Task to carry out: From the entries below, report only the number of lines that contain the word "instance".

Dataset excerpts
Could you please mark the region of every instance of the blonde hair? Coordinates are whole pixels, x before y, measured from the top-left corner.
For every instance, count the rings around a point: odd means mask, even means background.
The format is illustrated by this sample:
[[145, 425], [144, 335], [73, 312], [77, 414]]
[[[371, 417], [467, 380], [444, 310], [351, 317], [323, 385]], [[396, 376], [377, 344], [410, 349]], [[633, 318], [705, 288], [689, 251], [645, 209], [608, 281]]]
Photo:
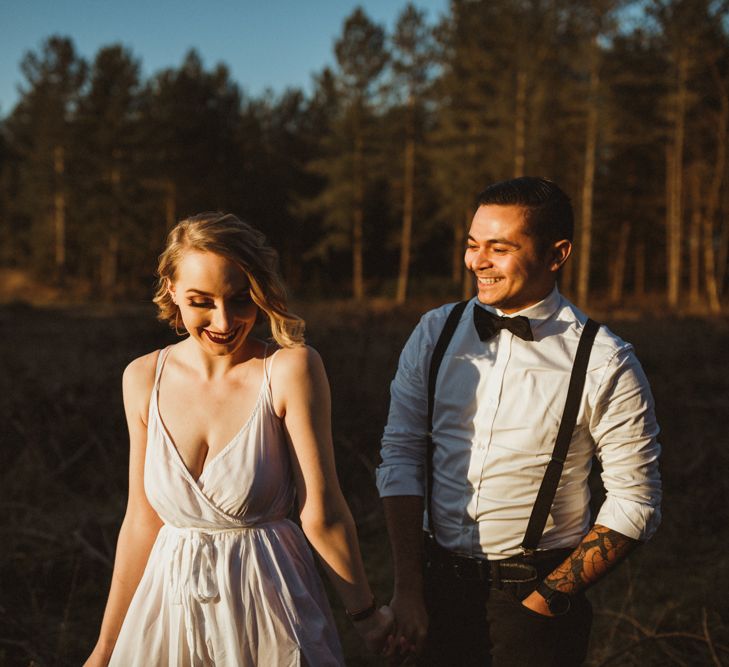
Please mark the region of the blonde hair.
[[168, 285], [175, 281], [183, 255], [213, 252], [238, 265], [250, 283], [253, 302], [268, 317], [273, 339], [282, 347], [304, 344], [304, 320], [287, 309], [286, 290], [278, 272], [278, 254], [265, 236], [230, 213], [199, 213], [179, 222], [167, 236], [157, 265], [154, 303], [157, 317], [175, 327], [179, 317]]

Output for this task: 2